## RECORDS FOR THIS EXERCISE

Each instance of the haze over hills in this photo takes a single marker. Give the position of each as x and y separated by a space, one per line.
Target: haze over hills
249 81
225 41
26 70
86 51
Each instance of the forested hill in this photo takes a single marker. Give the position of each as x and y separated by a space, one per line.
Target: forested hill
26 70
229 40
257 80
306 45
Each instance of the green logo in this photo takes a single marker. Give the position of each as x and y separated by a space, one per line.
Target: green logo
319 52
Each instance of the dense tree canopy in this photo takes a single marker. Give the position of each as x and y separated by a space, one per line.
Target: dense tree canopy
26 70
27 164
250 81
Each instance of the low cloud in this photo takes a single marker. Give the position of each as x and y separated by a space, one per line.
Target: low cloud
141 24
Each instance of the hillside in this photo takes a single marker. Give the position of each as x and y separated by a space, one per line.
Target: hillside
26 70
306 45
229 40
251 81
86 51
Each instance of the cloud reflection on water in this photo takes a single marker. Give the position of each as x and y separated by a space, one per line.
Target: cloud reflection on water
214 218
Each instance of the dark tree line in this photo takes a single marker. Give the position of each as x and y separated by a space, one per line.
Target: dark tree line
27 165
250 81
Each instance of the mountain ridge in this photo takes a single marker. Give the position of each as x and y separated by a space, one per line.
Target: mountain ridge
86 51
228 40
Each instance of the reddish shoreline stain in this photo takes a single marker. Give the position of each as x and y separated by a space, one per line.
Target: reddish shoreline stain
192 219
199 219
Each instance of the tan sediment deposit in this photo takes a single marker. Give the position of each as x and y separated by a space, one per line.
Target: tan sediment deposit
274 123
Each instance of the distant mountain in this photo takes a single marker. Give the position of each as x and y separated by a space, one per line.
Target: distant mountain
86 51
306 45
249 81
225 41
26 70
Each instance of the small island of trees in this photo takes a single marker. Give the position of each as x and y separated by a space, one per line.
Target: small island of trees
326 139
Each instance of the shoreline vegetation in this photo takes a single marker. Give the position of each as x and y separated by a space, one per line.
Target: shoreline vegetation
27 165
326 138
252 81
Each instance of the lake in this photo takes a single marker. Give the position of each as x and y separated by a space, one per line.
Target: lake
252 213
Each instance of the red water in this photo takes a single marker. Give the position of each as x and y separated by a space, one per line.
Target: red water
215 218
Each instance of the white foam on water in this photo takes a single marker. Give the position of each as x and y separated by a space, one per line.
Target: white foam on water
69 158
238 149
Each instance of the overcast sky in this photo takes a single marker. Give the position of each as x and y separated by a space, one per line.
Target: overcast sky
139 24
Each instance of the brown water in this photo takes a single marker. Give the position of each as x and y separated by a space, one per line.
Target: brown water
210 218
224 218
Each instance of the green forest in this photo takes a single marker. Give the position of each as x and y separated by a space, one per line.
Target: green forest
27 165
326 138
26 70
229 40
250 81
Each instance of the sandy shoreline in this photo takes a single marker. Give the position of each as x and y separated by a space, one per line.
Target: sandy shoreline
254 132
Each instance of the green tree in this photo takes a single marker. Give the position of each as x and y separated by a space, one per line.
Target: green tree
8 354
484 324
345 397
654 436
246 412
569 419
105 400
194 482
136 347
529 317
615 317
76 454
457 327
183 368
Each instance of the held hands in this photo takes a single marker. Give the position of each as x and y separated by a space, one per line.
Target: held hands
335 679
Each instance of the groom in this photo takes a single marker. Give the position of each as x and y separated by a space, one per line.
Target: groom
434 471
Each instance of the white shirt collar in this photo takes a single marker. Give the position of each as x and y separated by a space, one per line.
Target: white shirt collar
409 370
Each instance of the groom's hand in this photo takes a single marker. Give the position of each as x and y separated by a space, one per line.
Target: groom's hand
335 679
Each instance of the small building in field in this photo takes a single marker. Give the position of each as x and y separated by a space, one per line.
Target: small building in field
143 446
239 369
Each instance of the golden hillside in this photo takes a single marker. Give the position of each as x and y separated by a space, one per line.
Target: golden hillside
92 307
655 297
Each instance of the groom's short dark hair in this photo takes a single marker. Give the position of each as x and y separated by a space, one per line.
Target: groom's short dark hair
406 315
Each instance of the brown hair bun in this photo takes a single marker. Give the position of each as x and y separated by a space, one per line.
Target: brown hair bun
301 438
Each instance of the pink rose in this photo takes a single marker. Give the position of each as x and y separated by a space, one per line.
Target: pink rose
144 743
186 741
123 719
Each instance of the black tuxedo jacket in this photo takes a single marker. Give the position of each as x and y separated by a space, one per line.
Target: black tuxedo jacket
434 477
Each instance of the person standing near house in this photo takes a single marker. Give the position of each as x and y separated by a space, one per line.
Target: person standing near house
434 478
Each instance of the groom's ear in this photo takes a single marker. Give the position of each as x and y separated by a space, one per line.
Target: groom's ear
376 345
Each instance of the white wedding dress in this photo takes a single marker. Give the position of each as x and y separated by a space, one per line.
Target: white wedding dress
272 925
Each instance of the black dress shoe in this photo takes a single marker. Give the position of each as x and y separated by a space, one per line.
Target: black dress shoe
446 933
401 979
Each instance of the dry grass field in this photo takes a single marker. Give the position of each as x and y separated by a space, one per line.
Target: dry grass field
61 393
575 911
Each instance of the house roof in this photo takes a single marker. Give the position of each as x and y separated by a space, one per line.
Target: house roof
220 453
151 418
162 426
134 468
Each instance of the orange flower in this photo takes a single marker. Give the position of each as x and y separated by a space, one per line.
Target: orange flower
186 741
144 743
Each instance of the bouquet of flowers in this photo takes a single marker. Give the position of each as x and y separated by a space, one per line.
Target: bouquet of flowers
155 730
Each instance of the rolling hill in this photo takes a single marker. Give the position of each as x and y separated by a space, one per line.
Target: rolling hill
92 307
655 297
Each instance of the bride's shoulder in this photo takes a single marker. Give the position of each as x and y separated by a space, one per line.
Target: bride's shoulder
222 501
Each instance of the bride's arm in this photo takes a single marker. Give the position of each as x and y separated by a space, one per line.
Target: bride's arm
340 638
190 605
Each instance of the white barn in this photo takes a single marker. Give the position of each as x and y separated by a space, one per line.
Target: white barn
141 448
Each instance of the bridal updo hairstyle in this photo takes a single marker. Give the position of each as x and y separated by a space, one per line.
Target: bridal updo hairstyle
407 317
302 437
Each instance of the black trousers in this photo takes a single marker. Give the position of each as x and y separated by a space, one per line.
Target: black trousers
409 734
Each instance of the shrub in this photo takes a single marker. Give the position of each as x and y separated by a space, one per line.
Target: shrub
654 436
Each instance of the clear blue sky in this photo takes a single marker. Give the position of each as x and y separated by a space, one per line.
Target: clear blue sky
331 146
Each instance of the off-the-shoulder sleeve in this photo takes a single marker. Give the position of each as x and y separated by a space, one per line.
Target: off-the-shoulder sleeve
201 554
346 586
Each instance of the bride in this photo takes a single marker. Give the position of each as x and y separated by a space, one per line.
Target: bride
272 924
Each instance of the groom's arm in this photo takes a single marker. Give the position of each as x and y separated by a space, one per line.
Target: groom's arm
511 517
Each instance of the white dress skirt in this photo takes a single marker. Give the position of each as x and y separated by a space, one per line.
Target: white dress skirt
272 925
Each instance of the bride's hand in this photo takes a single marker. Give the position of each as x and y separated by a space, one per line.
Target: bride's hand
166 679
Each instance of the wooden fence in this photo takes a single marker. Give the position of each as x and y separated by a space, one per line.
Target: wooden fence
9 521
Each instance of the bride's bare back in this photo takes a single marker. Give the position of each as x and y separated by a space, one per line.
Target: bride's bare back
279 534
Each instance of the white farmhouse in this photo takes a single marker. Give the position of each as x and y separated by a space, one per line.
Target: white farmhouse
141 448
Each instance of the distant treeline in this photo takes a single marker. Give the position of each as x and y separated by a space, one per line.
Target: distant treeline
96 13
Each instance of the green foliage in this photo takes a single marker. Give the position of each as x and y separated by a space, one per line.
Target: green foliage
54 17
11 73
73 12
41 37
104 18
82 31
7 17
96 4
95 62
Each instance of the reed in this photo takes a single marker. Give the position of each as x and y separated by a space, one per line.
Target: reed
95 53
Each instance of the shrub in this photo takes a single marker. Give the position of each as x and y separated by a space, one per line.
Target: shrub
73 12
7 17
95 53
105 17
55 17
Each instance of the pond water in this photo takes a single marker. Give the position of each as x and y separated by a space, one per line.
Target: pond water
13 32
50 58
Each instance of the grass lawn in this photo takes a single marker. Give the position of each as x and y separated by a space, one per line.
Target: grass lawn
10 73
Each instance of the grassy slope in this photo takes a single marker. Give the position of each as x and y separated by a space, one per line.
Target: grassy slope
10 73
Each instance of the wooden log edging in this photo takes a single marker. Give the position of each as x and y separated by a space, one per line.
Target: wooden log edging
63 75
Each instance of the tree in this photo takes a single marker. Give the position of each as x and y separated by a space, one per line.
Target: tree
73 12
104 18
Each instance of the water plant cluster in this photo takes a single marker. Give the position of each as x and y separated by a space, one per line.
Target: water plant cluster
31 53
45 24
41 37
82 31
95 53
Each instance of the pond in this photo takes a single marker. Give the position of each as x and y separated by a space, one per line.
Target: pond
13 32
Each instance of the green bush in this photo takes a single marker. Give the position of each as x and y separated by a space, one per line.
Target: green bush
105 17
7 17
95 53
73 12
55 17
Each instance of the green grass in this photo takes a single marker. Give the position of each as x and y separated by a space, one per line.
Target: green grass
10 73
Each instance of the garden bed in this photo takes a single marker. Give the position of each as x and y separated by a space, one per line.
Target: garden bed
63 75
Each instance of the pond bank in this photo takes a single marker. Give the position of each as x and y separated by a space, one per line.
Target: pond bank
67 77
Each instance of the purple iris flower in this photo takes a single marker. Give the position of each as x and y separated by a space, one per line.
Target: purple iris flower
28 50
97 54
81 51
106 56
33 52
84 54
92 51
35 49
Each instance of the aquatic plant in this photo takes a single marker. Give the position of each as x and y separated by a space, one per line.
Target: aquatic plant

## PROBLEM
Write out exactly the lines of the entries above that run from the line containing "Each instance of the green bush" through the last line, including both.

## THE COMPLETED TASK
Each instance of the green bush in this photo takes a single marker. Give the position of each as x and y separated by a space, one per line.
Target: green bush
105 17
7 17
95 53
73 12
55 17
Each instance of the green grass in this photo takes a single marker. Give the position of each as x and y separated by a space, one per line.
Target: green grass
10 73
Each instance of the garden bed in this photo takes a single marker. Give the position of each as x and y separated by a space, one per line.
Target: garden bed
63 75
Each instance of the pond bank in this photo takes a single marker. Give the position of each as x and y separated by a space, one per line.
Target: pond bank
67 77
Each instance of the purple iris flower in this photo takes a single marker. Give the position of each as x and y separated by a space, one per line.
Target: purple iris flower
28 50
97 54
81 51
106 56
33 52
84 54
92 51
35 49
Each instance of the aquatic plant in this photo takes a single marker. Give the position of each as x and y separated by a space, one per line.
Target: aquatic plant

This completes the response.